YOUR GOAL:
Convert the items below into a two-column CSV with the header row item_text,answer. Each item gets one row, with its text and its answer each in a single double-quoted field and line breaks replaced by spaces.

RECORDS FOR PROCESSING:
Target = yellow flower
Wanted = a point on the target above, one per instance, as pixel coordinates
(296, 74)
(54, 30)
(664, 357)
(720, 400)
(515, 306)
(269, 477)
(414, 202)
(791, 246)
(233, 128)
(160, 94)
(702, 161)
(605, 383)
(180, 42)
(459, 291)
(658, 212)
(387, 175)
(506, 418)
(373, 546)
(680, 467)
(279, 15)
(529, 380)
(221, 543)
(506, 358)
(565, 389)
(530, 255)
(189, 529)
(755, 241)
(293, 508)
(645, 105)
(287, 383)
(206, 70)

EXERCISE ANSWER:
item_text,answer
"Target = yellow flower Wanted = a point on the target above, one per instance, as pixel coordinates","(296, 74) (54, 30) (664, 357) (720, 400) (515, 306) (269, 477) (414, 202) (791, 246) (233, 128) (160, 94) (702, 161) (605, 383) (180, 42) (459, 291) (658, 212) (387, 175) (506, 418) (373, 546) (680, 467) (279, 15) (529, 380) (221, 543) (506, 358) (565, 389) (530, 255) (189, 529) (755, 241) (293, 508) (645, 105) (287, 383) (206, 70)"